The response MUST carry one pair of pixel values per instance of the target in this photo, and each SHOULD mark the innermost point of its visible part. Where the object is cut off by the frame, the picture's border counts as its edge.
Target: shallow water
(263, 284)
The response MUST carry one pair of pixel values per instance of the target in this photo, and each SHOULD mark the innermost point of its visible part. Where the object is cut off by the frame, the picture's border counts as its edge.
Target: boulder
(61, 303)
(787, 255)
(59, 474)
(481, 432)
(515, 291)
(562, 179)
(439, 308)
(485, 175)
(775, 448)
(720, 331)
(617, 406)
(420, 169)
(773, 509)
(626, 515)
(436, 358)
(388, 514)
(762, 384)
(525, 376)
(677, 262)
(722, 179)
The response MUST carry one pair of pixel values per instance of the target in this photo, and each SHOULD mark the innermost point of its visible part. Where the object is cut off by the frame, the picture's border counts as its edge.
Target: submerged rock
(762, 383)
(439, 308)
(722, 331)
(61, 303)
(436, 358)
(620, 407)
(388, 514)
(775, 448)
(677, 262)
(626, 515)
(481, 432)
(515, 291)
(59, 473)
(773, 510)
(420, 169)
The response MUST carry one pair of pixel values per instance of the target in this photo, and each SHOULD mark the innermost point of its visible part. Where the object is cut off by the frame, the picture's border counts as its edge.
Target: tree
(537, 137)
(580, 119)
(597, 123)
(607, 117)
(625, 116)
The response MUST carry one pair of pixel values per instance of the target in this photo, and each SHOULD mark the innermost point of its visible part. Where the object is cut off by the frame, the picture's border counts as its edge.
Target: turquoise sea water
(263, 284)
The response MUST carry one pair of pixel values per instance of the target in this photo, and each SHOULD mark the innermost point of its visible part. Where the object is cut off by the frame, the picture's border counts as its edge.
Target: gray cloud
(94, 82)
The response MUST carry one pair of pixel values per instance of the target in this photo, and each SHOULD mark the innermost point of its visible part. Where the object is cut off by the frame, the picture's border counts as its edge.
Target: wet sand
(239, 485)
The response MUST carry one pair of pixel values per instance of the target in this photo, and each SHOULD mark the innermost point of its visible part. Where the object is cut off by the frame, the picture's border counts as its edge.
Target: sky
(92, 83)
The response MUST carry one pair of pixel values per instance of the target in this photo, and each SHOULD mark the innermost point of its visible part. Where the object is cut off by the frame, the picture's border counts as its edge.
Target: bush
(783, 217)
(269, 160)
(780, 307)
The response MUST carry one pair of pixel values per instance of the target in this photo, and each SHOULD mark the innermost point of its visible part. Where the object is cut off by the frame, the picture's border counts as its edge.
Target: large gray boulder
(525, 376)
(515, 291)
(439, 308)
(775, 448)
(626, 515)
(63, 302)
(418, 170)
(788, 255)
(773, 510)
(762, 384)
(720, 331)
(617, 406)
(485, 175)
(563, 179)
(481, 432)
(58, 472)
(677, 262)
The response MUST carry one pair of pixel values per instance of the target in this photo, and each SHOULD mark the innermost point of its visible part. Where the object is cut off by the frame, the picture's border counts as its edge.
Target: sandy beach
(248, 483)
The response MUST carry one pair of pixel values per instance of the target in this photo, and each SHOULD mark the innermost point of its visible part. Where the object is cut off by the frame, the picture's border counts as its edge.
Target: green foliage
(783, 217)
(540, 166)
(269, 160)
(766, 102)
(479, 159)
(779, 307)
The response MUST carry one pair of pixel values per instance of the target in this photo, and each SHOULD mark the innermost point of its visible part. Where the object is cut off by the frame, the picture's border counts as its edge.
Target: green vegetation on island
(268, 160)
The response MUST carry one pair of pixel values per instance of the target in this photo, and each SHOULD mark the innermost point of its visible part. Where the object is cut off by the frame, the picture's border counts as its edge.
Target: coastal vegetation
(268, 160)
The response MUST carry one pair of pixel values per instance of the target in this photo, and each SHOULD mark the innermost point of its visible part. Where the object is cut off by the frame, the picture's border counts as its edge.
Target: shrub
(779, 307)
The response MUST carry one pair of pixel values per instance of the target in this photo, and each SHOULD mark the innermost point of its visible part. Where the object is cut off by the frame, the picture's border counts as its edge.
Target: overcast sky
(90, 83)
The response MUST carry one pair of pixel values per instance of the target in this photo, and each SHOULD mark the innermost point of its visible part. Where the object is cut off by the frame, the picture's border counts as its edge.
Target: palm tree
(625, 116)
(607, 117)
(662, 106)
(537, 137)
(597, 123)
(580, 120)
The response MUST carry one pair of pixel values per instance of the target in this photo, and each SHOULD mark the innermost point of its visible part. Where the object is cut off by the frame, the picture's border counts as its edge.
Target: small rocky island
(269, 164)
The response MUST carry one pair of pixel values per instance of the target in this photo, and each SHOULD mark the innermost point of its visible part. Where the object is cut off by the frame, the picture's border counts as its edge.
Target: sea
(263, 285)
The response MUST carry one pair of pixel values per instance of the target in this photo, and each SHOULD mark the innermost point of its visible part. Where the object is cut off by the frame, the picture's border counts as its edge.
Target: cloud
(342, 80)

- [Problem statement]:
Return the records exactly, every line included.

- [Exercise answer]:
The response MUST carry one pair of pixel values per instance of the target in this photo, and each SHOULD mark the innermost point of its visible part. Where the object is cut off by the frame, the picture's border counts as its edge.
Target: shallow water
(263, 284)
The response MUST carry one pair of pixel values per instance of the target in this photo, and each SHOULD mark the innermost point of its visible part. Where the object is cut off by the frame, the picture's border counts as its edge.
Target: boulder
(61, 303)
(787, 255)
(59, 474)
(481, 432)
(515, 291)
(562, 179)
(439, 308)
(485, 175)
(775, 448)
(720, 331)
(617, 406)
(420, 169)
(773, 509)
(626, 515)
(436, 358)
(388, 514)
(762, 384)
(525, 376)
(677, 262)
(722, 179)
The response MUST carry one pair of pixel values per instance of the target in this photo, and each SHOULD mark the innermost point of its visible part. Where the object is cut off by the frame, the picture's border counts as its edge.
Target: submerged rock
(762, 383)
(439, 308)
(722, 331)
(61, 303)
(436, 358)
(620, 407)
(388, 514)
(775, 448)
(677, 262)
(626, 515)
(481, 432)
(515, 291)
(59, 473)
(773, 510)
(420, 169)
The response MUST carry one pair of pixel values per instance of the target in this photo, and each SHOULD mark the innermost point of its visible part. Where the object is cut off by the frame, the picture's border counts as its edge.
Target: tree
(537, 137)
(580, 119)
(597, 123)
(607, 117)
(625, 116)
The response MUST carry one pair of pixel values per instance of the target in this photo, and each SHOULD mark the innermost point of its visible part. Where the object is cut off by the frame, the picture's border counts as its edge.
Target: turquoise sea water
(263, 284)
The response MUST carry one pair of pixel values per instance of the target in this photo, and each SHOULD mark the innermost point of its visible part. Where the object is cut off by the frame, the picture's border counts as its edge.
Target: gray cloud
(94, 82)
The response MUST carry one pair of pixel values per instance of the target in this photo, and each SHOULD mark the innermost point of its visible part. Where the object is cut off by the frame, the picture's border counts as its edge.
Target: wet sand
(239, 485)
The response MUST carry one pair of pixel values per instance of the target in this photo, and each SHOULD mark the innermost point of its visible part. Where the object is cut off by the frame, the picture's border counts as its edge.
Target: sky
(92, 83)
The response MUST carry one pair of pixel values per instance of the target in this photo, and each SHOULD mark the innermost point of its visible part. Where the object is cut off by the frame, the picture's border counts as its edge.
Target: bush
(783, 217)
(269, 160)
(780, 307)
The response MUST carry one pair of pixel values per instance of the target in this photo, and each SHOULD mark the innermost point of its visible part. Where the object is cut off by the frame, the picture's border counts as its edge.
Target: large gray boulder
(525, 376)
(515, 291)
(439, 308)
(775, 448)
(626, 515)
(63, 302)
(418, 170)
(788, 255)
(773, 510)
(762, 384)
(720, 331)
(617, 406)
(485, 175)
(563, 179)
(481, 432)
(58, 472)
(677, 262)
The response MUST carry one pair of pixel values per instance of the target in this photo, and each SHOULD mark the innermost point of its visible part. Where the object is cut off by the frame, the picture's border counts as its edge.
Target: sandy beach
(248, 483)
The response MUST carry one pair of pixel values per instance of the target in this photo, and each SHOULD mark the innermost point of its visible part. Where the object is cut off by the frame, the picture's border counts as its edge.
Target: green foliage
(783, 217)
(540, 166)
(269, 160)
(766, 102)
(479, 159)
(779, 307)
The response MUST carry one pair of pixel values per instance of the target in this photo, and each SHOULD mark the innermost point of its visible part. Where the object is cut off by the frame, the picture's border counts as its edge.
Target: green vegetation on island
(268, 160)
The response MUST carry one pair of pixel values per instance of the target in this photo, and each SHOULD mark the innermost point of its visible part. Where the object is cut off by the frame, the picture's border counts as its edge.
Target: coastal vegetation
(268, 160)
The response MUST carry one pair of pixel values per instance of the target in this photo, and each SHOULD mark the innermost point of its visible part. Where the object is cut off by the frame, the picture's border counts as its edge.
Target: shrub
(779, 307)
The response MUST carry one pair of pixel values per instance of the target in this photo, and each SHOULD mark the innermost point of its visible part. Where the object is cut off by the frame, the picture's border counts as its edge.
Target: overcast sky
(90, 83)
The response MUST carry one pair of pixel values per instance of the target in this photo, and each SHOULD mark the innermost point of its visible part. Where the object is cut off by the frame, the picture's border counts as its edge.
Target: palm tree
(625, 116)
(607, 117)
(662, 106)
(537, 137)
(597, 123)
(580, 120)
The response MUST carry one pair of pixel values per instance of the target in this photo, and each SHOULD mark the innermost point of its visible part. Where the object is cut off by the frame, the picture's border counts as its edge.
Target: small rocky island
(269, 164)
The response MUST carry one pair of pixel values per instance of the target in this photo, and each SHOULD mark the innermost point of its visible part. Where the object is cut off by the frame, the picture's border counts as its edge.
Target: sea
(263, 285)
The response MUST carry one pair of pixel values per instance of the target in this photo, and each SHOULD mark the innermost point of its visible part. Where the object is cut off by the frame, the picture's border counts as its edge.
Target: cloud
(342, 80)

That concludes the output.